→ **PROBLEM**:
Could you print all the entries exactly?

[Point labeling examples]

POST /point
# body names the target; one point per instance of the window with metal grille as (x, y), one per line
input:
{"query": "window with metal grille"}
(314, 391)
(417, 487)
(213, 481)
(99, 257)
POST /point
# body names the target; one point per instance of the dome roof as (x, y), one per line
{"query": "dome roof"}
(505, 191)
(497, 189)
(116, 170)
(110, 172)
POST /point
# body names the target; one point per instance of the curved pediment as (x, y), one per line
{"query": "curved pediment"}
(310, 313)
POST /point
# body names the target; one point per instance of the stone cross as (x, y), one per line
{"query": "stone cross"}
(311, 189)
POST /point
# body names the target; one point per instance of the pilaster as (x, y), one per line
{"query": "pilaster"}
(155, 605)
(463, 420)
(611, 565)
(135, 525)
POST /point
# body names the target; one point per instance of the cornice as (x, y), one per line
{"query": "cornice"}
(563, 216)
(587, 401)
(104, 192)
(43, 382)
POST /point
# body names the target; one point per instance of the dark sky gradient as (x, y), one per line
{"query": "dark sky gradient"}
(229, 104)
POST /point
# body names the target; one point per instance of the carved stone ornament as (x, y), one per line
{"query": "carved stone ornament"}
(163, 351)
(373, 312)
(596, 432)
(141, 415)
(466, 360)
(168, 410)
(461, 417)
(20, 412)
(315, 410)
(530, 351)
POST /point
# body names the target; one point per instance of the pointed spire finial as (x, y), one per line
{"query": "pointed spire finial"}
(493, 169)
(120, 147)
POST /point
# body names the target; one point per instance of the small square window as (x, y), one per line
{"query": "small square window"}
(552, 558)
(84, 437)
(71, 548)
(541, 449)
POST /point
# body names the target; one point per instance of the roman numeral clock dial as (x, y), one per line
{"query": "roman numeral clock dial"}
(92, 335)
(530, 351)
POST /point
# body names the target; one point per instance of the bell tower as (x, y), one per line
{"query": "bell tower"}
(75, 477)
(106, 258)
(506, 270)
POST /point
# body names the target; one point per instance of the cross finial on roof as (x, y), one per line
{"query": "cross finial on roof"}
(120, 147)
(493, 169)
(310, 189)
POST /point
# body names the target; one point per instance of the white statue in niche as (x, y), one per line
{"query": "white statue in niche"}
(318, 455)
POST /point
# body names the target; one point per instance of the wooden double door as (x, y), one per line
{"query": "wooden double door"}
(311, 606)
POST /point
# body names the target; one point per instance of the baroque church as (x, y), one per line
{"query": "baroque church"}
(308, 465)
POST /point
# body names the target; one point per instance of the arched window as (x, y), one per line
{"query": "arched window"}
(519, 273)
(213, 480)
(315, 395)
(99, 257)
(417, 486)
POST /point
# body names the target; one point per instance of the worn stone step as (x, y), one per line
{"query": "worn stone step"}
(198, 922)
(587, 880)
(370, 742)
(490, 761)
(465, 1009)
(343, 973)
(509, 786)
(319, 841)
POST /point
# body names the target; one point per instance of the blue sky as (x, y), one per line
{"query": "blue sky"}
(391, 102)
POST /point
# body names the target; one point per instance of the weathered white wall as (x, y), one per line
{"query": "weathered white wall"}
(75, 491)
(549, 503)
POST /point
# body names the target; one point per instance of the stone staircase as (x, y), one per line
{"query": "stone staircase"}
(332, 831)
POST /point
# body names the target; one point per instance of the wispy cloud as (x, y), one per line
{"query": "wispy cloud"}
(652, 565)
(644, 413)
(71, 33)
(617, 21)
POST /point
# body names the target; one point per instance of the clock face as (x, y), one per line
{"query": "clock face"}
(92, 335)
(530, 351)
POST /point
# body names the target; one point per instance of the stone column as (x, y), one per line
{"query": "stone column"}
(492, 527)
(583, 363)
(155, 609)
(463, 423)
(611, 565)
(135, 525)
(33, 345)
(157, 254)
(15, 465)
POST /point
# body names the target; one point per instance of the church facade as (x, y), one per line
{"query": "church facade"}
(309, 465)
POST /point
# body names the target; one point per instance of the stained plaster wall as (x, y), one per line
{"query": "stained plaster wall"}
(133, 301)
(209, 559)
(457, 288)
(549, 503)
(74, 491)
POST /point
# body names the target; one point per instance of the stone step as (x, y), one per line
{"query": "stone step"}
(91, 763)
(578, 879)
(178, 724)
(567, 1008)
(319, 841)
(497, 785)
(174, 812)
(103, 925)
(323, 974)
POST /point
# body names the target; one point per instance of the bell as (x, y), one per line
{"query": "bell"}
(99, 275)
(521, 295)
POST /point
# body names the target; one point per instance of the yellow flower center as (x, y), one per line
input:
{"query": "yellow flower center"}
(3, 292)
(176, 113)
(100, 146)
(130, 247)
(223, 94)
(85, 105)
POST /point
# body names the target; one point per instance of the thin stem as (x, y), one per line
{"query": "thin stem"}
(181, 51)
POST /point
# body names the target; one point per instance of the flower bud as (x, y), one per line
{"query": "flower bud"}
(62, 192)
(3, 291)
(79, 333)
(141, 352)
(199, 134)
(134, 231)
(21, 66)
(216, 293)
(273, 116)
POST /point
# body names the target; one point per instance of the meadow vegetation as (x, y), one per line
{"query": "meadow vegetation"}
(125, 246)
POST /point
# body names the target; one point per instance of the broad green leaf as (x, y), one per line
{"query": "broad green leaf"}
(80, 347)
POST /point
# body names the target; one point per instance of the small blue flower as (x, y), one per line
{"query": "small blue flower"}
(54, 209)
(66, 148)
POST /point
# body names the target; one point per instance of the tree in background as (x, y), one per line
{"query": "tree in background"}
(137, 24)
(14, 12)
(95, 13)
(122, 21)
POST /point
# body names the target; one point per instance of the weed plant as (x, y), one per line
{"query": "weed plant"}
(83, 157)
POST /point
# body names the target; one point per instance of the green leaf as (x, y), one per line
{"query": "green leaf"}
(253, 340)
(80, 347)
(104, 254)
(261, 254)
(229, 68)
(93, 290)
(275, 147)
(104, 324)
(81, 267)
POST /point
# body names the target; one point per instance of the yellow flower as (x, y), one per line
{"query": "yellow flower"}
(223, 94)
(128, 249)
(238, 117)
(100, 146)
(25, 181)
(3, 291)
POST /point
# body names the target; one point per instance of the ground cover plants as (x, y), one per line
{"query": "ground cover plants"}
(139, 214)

→ **FULL RESPONSE**:
POST /point
# body names the target; one point per instance of the window with metal grille as (x, y), one per line
input:
{"query": "window with metal grille"}
(314, 391)
(417, 487)
(213, 481)
(99, 257)
POST /point
# body names the target; one point per instance of the dome roof as (x, y), one per line
{"query": "dome roof"}
(505, 191)
(497, 189)
(116, 170)
(110, 172)
POST /point
# body names the target; one point per instance of the curved pediment as (x, y), one per line
{"query": "curved pediment"}
(310, 313)
POST /point
# body names the target; one point per instance of the stone cross as (x, y), one per line
{"query": "stone cross"}
(311, 189)
POST /point
# body names the target; one point per instance of the pilaster as (x, y), one per line
{"query": "pilaster"}
(155, 605)
(463, 420)
(611, 565)
(135, 525)
POST /point
# body names the target; one point per instance of the cornice as (x, y), one per line
{"query": "cornice"}
(563, 216)
(587, 401)
(104, 192)
(43, 382)
POST /point
# body names the target; one point per instance of the dark sky gradient as (x, y), one per line
{"query": "dark sky gradient"}
(229, 104)
POST /point
# body names the target; one point per instance of the carved stone ornament as (x, y), one per line
{"query": "carved stone ornament"}
(163, 351)
(373, 312)
(596, 432)
(141, 415)
(466, 360)
(168, 410)
(461, 417)
(20, 412)
(315, 410)
(530, 351)
POST /point
# body names the target; one point per instance of the pointed spire finial as (x, y), one per line
{"query": "pointed spire finial"}
(493, 169)
(120, 147)
POST /point
# body names the target; one point per instance of the small square window as (x, y), one per line
{"query": "small square window"}
(552, 558)
(84, 437)
(71, 548)
(541, 449)
POST /point
# body names the target; one point per instance of the roman numeral clock dial as (x, y), one per line
{"query": "roman numeral clock dial"}
(92, 335)
(530, 351)
POST /point
# body names the target; one point per instance of the bell tower as (x, y), one per line
{"query": "bell tower"}
(75, 477)
(106, 258)
(506, 270)
POST /point
# body names the target; one point per instance of the cross finial on roof as (x, y), one per line
{"query": "cross finial on roof"}
(120, 147)
(493, 169)
(310, 189)
POST /point
# body names the target; one point per instance of the white statue in niche as (x, y), one per line
{"query": "white statue in niche"}
(318, 455)
POST /point
# body names the target; one point per instance of the wooden double door as (x, y), one per line
{"query": "wooden double door"}
(311, 606)
POST /point
# body names the target; one point per instance of the baroque church as (x, y), one per line
{"query": "baroque church"}
(308, 465)
POST /point
# body names the target; one point per instance of the arched window as (x, y), one per line
{"query": "arched window"}
(519, 273)
(213, 480)
(315, 395)
(99, 257)
(417, 486)
POST /point
# body names the target; one point per instance of the worn stone step as (x, y), one per line
{"query": "worn stone step"}
(198, 922)
(587, 880)
(370, 742)
(490, 761)
(465, 1009)
(343, 973)
(509, 786)
(319, 841)
POST /point
# body names the target; one point per instance of the blue sky as (x, y), one per line
{"query": "blue sky"}
(391, 102)
POST /point
# body names the target; one point per instance of the weathered white wall as (x, y), one per line
{"query": "weathered white wall"}
(75, 491)
(549, 503)
POST /point
# body names the target; one point per instance of the stone staircase as (x, y), one per line
{"query": "stone staircase"}
(332, 831)
POST /point
# body names the target; one point per instance of the wispy cloud as (x, y), one per line
{"query": "wispy cloud"}
(652, 565)
(644, 413)
(71, 33)
(617, 21)
POST /point
# body names the target; one point per instance of the clock face as (x, y), one per line
{"query": "clock face"}
(92, 335)
(530, 351)
POST /point
# body names the target; one point per instance of the stone column as (x, y), one per line
{"query": "stone column"}
(492, 527)
(583, 363)
(155, 609)
(463, 423)
(611, 565)
(135, 525)
(33, 345)
(157, 254)
(15, 465)
POST /point
# body names the target; one point per instance of the church facade as (x, y), one per line
{"query": "church facade"}
(309, 465)
POST /point
# body names the target; one point per instance of the stained plaster wall as (x, y), one per line
{"query": "stained plaster wall"}
(133, 301)
(209, 559)
(457, 288)
(549, 503)
(74, 491)
POST /point
# body names the target; one point per instance of the stone step as (x, y), one per line
{"query": "stone step"}
(91, 763)
(578, 879)
(178, 724)
(567, 1008)
(319, 841)
(497, 785)
(174, 812)
(103, 925)
(323, 974)
POST /point
# body names the target; one point per instance of the bell as (x, y), one per line
{"query": "bell"}
(99, 275)
(521, 295)
POST /point
# body names the target; one point per instance of the yellow flower center as (x, y), one per line
input:
{"query": "yellow flower center"}
(3, 292)
(176, 113)
(100, 146)
(130, 247)
(223, 94)
(85, 105)
POST /point
# body names the target; one point per instance of the thin stem as (x, y), one per line
{"query": "thin stem"}
(181, 51)
POST /point
# body names the target; one point per instance of the flower bud as (x, y), one per line
{"query": "flower bud"}
(62, 192)
(3, 291)
(79, 333)
(141, 352)
(199, 134)
(134, 231)
(21, 66)
(216, 293)
(273, 116)
POST /point
# body names the target; one point per instance of the meadow vegetation as (x, y), one per line
{"query": "meadow vegetation"}
(125, 246)
POST /point
# body names the target; one point per instance of the broad green leaf as (x, y), one per line
{"query": "broad green leaf"}
(80, 347)
POST /point
# body names the target; one point per instance of the small blue flower as (x, y), one per line
{"query": "small blue flower"}
(54, 209)
(66, 148)
POST /point
# body names the target; one point per instance of the tree in background as (x, y), one per line
{"query": "tree in background"}
(137, 24)
(14, 12)
(95, 13)
(122, 21)
POST /point
# body names the target; one point per instance of the weed plant as (x, y), one per line
{"query": "weed plant"}
(83, 157)
POST /point
# body names the target; one point per instance of the green leaf as (x, y), one per line
{"query": "green leaf"}
(253, 340)
(80, 347)
(104, 254)
(261, 254)
(229, 68)
(93, 290)
(275, 147)
(104, 324)
(81, 267)
POST /point
# body names the target; one point per instance of the yellow flower as (x, y), one per line
{"query": "yellow flower"}
(223, 94)
(128, 249)
(238, 117)
(100, 146)
(25, 181)
(3, 291)
POST /point
# body names the target; one point per instance of the ground cover plants as (x, y), one per line
{"query": "ground cover plants"}
(139, 214)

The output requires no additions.